**Exercise details:** Return, word for word, the section of the Dunedin murder trial report starting with "Rajinder worked for" and going on through "Richard Smith said.".

**Source passage:**

--*--

A Dunedin man has been found guilty of murdering his former employee, leaving him partially decapitated on his own front lawn.
Rajinder, 35, went to 27-year-old Gurjit Singh’s Liberton home late on January 28 last year where he brutally stabbed him at least 46 times with a knife he had bought just hours earlier.
After nearly a day of deliberation, the jury returned its unanimous verdict in the High Court at Dunedin this afternoon prompting no reaction from the defendant.
Rajinder worked for Downer as a fibre-optic cable installer, employing Mr Singh for about a year before the victim started his own business in September 2022.
Witnesses said the split had caused no animosity between the men but it was in their personal lives where the Crown said the motive lay.
In July 2023, Mr Singh married Kamaljeet Kaur in India, a woman who had previously turned down an arranged marriage to Rajinder.
She was just days away from arriving in Dunedin to start her new life, the court heard.
“Perhaps that opened old wounds,” Crown prosecutor Richard Smith said.
On the afternoon of Mr Singh’s death, Rajinder was captured on CCTV buying gloves from Bunnings, a knife and neck gaiter from Hunting & Fishing – purchases he later failed to disclose to police when interviewed.
The footage may never have been dug up if the murder had “gone to plan”, Mr Smith said.
But it did not.
During the frenzied attack, Rajinder suffered a deep wound on his left hand, something police noted and photographed during his initial interview.
The defendant passed it off as an old chainsaw injury but the CCTV showed him without any such blemish in the hours before the killing.
In a second interview, Rajinder admitted the lie and claimed he had sustained the wound in a bike accident during a midnight jaunt to Mosgiel, giving his wife a driving lesson.

--*--

**Exercise data:**
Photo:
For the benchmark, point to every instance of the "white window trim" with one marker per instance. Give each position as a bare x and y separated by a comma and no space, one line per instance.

--*--

**Answer area:**
Rajinder worked for Downer as a fibre-optic cable installer, employing Mr Singh for about a year before the victim started his own business in September 2022.
Witnesses said the split had caused no animosity between the men but it was in their personal lives where the Crown said the motive lay.
In July 2023, Mr Singh married Kamaljeet Kaur in India, a woman who had previously turned down an arranged marriage to Rajinder.
She was just days away from arriving in Dunedin to start her new life, the court heard.
“Perhaps that opened old wounds,” Crown prosecutor Richard Smith said.